→ Set problem
In the material below, repeat only the lines from the one that holds "the seat armrest" through the final line, exactly as they stand.

[START Record extracts]

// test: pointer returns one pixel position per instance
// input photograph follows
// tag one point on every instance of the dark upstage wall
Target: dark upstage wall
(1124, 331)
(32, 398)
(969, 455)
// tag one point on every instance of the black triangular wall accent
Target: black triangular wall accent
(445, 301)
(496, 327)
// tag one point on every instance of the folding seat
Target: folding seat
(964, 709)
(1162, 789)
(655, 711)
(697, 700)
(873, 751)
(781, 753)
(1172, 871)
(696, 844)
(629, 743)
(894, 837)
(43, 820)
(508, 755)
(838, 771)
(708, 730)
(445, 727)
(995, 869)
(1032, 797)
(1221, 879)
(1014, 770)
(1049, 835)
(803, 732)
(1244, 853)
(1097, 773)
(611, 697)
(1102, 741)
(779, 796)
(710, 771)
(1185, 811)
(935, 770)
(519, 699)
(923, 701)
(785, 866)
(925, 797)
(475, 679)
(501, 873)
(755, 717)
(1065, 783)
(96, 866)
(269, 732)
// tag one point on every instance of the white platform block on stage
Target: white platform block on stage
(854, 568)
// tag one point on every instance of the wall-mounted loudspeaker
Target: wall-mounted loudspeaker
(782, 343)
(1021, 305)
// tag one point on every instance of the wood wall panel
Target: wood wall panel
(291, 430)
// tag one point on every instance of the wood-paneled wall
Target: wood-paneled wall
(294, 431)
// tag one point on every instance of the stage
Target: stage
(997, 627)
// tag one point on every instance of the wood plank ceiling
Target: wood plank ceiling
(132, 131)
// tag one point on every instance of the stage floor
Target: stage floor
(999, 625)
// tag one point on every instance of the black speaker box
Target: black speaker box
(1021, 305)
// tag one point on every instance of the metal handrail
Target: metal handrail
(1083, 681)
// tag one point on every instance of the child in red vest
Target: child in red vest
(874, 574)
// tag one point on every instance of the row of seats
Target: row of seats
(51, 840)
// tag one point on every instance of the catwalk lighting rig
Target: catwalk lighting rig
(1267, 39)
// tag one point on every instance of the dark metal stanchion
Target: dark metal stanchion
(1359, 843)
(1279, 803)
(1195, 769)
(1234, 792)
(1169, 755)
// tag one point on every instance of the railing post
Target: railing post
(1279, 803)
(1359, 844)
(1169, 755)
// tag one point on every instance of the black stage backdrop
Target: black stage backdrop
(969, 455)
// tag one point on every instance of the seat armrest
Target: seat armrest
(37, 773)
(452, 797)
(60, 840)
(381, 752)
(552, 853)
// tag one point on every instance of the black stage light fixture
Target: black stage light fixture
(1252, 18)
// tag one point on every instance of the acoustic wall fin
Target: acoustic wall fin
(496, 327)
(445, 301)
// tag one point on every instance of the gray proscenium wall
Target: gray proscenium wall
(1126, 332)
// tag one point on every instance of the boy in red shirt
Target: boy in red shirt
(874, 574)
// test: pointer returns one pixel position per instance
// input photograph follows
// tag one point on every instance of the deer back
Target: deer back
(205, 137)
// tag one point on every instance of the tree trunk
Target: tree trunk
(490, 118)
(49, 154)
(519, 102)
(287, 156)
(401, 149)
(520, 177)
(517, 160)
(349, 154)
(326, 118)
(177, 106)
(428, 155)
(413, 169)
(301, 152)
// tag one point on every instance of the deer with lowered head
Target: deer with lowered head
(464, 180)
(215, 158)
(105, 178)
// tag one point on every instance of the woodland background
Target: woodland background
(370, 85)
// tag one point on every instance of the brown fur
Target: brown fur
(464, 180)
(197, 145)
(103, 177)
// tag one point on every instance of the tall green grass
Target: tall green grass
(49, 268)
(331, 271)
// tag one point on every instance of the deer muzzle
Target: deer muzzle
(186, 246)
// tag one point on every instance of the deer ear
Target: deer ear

[END Record extracts]

→ Exercise result
// tag one point on every instance of the seat armrest
Target: seat armrest
(37, 773)
(452, 797)
(60, 840)
(381, 752)
(552, 853)
// tag one point on every instance of the black stage light fixture
Target: black stage light fixture
(1252, 18)
// tag one point on every instance of the acoustic wall fin
Target: acoustic wall fin
(496, 327)
(445, 301)
// tag one point on every instance of the gray proscenium wall
Target: gray proscenium wall
(1126, 332)
// tag one point on every instance of the boy in red shirt
Target: boy in red shirt
(874, 574)
// test: pointer returns one pixel position per instance
// input photograph follows
// tag one point on every instance of the deer back
Target: deer back
(205, 137)
// tag one point on every instance of the tree trunk
Target: tree trunk
(490, 118)
(49, 154)
(519, 102)
(287, 156)
(401, 149)
(520, 177)
(517, 160)
(349, 154)
(326, 118)
(177, 106)
(428, 155)
(413, 169)
(301, 152)
// tag one point on every instance of the deer with lowered head
Target: deer with lowered head
(464, 180)
(215, 158)
(105, 178)
// tag one point on every instance of the woodland background
Target: woodland background
(370, 85)
// tag one point on every instance of the brown fur
Target: brown fur
(464, 180)
(197, 145)
(103, 177)
// tag one point on every instance of the tall green grass
Target: tall green grass
(49, 268)
(331, 271)
// tag one point on every instance of the deer muzzle
Target: deer muzzle
(186, 246)
// tag one point on every instance of the deer ear
Target: deer ear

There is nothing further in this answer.